Document:
This film provides examples of:
Adult Fear: The "Singing in the Rain" scene is designed to send chills down the spine of any adult. The themes of absolute evil and of a manipulative government attempting to rob people of free will and using the cover of mental health to silence dissidents are pretty chilling on a more subtle level as well, and were surely even more so during the Cold War era in which the film (and novel) were made.
Mr. Deltoid seems just a tad too enthusiastic to hold Alex in his arms, cradle him on a bed, and grab his genitals, all whilst Alex is in incredibly tight briefs.
Most of the people that aren't Alex and members of his gang have phallic symbolism in their domains and dress or act gay, some less subtle than others.
Anti-Hero: A very complex example after his ability to make a choice is taken away from him. Alex would be a clear-cut villain protagonist in most stories, but here the real villain is the government.
Anti-Villain: The government. We can certainly sympathize with their desire to cut down crime by any means necessary, but by robbing people of moral choice and then covering their own ass from the fallout they turn themselves into the villain.
Breaking the Fourth Wall: The opening shot shows Alex staring directly into the camera. A few scenes later, he whistles to the soundtrack music while walking home.
Brown Note: Due to it being used as the background music to his treatment, Alex ends up associating his favorite song, Beethoven's 9th Symphony, with the violence of the procedure. This causes him to become severely ill and virtually paralyzed whenever he hears it, the same effect as if he had attempted violence.
But for Me, It Was Tuesday: Played with, initially inverted as Alex remembers the house but the writer doesn't recognize him because he wore a mask, but Frank realizes who his guest is when Alex carelessly begins to sing Singing in the Rain, the song he sung while he assaulted Frank and raped his wife.
Comically Missing the Point: The prison chaplain believes Alex is finding religion. Alex discusses how he likes the parts of the Bible where folks fight and murder each other before sleeping with their wives' handmaidens. He didn't like the whole "preachy" part of the book.
Contrived Coincidence: In a single succession of events, the day Alex is released from treatment he's kicked out of his parents' house, is found and assaulted by the vagrant, the two policemen who are about to help him are his former cronies who then proceed to brutalize him more, and he finally limps and takes refuge in the house of the writer. It works well when viewed as compressed narrative setting up a Humiliation Conga.
Cool Car: The "Durango 95." In the film they use a Probe-16, a real supercar built in 1969.
Costume Porn: The Droogs wear white shirts and pants, combat boots, huge codpieces over padded briefs, suspenders, and somewhat effeminate makeup, and all but Dim wield heavy walking sticks as weapons. Dim's weapon is a bicycle chain wrapped around his waist. (Also see Nice Hat.) Alex's cufflinks are styled as bloody eyeballs, and Dim's suspenders have a pattern of blood spatters worked into them. A rival gang with whom they brawl has a Nazi/military sartorial theme.
Crazy Cat Lady: Well, she's not so much "crazy" as she is ill-tempered and into really kinky art.
Demoted to Extra: Pete. In the book he shows up towards the end having moved on and having a normal life (he's even engaged). As the film cuts off the ending this is lost so Pete's sole character moment was lost.

[Segmentation annotation records]
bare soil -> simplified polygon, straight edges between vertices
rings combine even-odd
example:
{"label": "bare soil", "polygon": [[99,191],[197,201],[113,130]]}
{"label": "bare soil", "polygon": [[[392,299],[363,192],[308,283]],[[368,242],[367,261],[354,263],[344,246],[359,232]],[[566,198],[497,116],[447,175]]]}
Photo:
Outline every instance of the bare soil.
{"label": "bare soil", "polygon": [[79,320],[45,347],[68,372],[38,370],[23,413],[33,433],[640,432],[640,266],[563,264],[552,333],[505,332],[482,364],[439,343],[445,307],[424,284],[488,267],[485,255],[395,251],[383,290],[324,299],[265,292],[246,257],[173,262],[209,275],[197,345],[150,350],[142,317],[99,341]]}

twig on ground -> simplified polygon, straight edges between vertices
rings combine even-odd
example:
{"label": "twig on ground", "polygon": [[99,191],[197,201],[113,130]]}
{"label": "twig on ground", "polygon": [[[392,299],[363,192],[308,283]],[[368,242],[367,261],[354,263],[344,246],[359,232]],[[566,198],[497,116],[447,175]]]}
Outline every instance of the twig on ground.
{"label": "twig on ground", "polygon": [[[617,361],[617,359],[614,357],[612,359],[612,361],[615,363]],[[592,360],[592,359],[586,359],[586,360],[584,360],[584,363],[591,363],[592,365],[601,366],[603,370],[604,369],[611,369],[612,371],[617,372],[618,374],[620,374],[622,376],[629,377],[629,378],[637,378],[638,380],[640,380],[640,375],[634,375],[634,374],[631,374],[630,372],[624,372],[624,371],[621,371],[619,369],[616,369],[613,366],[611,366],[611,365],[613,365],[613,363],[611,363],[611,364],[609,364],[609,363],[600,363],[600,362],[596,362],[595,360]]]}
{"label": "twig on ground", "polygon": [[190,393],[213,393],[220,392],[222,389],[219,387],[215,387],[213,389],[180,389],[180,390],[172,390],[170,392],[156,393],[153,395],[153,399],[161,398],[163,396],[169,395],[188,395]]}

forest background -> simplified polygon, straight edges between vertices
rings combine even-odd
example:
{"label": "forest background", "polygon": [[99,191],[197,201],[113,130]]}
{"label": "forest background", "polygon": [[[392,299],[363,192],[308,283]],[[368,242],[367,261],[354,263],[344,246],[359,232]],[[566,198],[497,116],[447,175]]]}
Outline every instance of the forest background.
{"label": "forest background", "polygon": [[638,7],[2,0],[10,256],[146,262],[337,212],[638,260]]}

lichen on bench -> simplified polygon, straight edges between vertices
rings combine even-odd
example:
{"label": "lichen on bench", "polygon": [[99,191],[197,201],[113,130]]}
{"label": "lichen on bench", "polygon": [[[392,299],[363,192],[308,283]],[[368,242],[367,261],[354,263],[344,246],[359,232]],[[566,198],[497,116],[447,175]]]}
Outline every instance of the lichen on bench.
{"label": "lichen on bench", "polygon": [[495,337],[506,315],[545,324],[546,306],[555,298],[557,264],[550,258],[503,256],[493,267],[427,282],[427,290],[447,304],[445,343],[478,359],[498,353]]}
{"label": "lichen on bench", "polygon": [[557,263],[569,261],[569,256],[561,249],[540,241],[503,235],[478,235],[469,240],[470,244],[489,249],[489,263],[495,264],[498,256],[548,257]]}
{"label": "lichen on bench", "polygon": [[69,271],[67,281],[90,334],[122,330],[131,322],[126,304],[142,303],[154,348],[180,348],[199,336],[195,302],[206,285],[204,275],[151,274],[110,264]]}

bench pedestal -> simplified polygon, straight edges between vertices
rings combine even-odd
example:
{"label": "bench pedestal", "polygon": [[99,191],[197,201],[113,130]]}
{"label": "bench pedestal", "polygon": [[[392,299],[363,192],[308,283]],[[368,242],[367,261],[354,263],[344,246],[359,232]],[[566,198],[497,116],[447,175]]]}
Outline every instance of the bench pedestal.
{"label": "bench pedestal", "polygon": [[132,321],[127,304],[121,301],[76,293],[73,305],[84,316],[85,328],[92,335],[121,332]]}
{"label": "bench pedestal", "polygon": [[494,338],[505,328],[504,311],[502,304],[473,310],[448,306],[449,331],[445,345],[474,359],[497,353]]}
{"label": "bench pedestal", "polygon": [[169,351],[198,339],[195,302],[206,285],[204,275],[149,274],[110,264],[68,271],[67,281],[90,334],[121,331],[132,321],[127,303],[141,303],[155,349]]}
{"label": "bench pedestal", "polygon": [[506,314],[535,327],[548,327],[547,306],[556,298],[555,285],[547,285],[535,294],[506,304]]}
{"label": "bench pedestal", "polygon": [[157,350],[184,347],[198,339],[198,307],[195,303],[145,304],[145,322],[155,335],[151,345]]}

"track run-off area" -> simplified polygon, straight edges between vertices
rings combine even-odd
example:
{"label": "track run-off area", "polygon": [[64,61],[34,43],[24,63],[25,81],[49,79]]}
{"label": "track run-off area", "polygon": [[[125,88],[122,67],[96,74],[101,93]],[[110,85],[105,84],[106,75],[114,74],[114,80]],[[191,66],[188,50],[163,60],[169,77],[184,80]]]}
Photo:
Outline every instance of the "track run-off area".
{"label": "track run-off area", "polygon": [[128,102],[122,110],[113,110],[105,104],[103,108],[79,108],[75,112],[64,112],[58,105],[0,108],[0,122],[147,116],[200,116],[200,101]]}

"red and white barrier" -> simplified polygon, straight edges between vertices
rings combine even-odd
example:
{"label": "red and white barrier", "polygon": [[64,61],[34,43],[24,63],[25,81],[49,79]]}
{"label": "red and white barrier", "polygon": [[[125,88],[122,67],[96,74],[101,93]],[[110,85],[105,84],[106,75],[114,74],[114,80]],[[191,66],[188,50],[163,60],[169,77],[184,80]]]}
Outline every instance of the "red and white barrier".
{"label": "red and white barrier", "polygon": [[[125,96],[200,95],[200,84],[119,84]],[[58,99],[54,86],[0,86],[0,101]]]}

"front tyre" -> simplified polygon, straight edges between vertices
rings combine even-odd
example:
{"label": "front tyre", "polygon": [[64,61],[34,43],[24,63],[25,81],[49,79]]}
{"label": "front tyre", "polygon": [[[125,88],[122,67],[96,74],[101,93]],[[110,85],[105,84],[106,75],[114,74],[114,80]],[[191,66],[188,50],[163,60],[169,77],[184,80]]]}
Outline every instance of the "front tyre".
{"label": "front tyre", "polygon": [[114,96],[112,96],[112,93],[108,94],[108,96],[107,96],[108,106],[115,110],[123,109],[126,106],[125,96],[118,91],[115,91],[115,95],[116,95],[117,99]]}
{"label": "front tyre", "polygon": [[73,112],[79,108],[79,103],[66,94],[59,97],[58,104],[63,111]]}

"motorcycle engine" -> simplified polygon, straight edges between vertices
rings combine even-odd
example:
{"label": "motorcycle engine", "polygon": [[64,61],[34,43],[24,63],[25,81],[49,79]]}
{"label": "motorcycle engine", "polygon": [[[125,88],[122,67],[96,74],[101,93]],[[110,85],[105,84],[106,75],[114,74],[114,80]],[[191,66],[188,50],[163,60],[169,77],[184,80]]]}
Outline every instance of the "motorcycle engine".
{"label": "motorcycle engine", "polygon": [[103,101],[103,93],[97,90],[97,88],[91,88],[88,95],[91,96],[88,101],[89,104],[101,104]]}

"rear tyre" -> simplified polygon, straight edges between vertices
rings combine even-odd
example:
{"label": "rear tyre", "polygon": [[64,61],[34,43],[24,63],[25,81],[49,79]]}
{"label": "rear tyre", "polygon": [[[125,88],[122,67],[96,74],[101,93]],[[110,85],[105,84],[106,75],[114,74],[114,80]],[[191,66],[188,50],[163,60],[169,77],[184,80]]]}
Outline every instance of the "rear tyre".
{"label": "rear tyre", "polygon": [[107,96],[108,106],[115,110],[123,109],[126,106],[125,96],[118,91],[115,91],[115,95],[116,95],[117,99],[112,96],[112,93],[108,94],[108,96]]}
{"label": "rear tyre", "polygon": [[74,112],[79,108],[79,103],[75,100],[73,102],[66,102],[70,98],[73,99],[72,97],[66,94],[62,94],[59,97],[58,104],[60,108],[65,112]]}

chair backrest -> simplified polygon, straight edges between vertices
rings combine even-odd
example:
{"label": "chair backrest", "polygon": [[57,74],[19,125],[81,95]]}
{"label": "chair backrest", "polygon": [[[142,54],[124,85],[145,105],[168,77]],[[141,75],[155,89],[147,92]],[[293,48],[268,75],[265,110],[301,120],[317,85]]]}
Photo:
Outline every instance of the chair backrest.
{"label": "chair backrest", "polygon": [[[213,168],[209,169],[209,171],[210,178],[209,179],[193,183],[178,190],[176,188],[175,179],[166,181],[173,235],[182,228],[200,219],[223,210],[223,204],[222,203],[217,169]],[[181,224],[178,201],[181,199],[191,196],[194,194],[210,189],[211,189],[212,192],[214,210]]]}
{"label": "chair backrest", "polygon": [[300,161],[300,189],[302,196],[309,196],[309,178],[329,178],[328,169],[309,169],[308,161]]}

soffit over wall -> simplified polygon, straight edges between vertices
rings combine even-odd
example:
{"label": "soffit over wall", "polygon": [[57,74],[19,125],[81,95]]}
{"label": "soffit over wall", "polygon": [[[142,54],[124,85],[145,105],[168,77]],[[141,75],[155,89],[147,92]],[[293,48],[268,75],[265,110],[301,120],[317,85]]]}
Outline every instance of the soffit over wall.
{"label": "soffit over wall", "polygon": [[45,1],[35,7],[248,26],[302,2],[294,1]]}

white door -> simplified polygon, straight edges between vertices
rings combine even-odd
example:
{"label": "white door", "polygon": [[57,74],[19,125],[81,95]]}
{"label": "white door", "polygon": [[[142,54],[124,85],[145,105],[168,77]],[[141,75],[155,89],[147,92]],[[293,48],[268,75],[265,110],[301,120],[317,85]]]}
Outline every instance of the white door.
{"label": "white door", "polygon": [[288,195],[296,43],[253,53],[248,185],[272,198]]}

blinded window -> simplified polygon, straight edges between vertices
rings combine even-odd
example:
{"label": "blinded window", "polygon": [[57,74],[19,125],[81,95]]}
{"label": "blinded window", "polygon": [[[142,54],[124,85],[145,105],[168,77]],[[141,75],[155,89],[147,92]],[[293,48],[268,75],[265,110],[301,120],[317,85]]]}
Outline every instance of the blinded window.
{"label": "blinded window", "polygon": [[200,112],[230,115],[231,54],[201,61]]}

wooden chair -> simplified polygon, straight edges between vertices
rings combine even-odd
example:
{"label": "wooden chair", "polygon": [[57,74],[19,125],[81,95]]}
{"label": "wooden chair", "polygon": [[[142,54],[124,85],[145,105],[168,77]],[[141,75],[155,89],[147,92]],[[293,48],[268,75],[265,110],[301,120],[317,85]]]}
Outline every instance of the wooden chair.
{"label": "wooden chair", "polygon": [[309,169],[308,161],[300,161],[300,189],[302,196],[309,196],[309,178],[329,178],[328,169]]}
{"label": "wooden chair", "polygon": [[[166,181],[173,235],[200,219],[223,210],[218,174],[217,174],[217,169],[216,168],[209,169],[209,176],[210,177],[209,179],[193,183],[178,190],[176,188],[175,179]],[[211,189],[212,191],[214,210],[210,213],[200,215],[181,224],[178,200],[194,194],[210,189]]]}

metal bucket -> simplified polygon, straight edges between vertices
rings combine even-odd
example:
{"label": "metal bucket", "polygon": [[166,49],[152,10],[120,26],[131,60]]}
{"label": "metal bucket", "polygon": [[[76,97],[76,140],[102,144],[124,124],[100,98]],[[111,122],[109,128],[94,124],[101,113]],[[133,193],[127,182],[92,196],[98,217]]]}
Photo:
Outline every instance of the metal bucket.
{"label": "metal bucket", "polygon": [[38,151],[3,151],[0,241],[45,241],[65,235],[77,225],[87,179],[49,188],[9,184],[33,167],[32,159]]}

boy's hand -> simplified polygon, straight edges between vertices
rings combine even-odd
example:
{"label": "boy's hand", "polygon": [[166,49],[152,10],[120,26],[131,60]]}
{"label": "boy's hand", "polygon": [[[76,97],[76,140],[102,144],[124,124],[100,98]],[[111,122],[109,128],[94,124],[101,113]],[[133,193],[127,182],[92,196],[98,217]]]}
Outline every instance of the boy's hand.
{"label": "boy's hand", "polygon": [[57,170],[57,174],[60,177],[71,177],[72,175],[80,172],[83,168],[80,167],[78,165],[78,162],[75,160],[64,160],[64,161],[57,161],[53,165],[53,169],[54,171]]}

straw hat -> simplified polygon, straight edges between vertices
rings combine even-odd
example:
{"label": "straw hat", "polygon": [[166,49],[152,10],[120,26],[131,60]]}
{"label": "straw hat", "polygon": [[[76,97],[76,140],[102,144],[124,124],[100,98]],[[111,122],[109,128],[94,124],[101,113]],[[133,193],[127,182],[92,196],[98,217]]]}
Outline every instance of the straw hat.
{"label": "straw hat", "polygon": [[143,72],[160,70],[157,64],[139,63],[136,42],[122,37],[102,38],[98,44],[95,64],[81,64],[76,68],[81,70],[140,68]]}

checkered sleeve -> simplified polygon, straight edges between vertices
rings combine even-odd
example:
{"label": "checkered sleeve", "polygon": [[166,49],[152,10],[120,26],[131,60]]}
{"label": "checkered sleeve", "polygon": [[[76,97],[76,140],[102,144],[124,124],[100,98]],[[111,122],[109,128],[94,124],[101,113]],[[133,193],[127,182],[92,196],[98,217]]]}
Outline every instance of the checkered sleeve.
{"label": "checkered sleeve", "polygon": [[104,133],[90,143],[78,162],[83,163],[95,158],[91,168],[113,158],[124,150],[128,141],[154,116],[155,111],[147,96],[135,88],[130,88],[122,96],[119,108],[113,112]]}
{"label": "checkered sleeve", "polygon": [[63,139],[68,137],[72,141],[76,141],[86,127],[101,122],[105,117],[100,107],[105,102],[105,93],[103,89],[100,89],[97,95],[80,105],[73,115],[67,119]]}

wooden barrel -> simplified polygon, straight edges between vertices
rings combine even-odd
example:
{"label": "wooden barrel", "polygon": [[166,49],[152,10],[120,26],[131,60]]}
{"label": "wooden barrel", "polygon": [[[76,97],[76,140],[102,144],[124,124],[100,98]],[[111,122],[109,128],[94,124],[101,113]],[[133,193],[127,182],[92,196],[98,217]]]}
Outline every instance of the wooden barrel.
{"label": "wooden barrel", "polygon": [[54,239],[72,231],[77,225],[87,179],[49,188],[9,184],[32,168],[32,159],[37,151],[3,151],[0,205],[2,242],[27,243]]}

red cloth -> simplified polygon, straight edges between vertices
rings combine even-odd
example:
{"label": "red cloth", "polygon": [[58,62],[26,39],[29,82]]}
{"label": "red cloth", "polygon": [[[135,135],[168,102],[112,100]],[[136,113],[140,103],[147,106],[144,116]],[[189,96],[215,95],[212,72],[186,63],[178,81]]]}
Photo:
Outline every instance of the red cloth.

Exercise: According to the trope list, what real car plays the "Durango 95" in the film?

Task answer: A Probe-16, a real supercar built in 1969.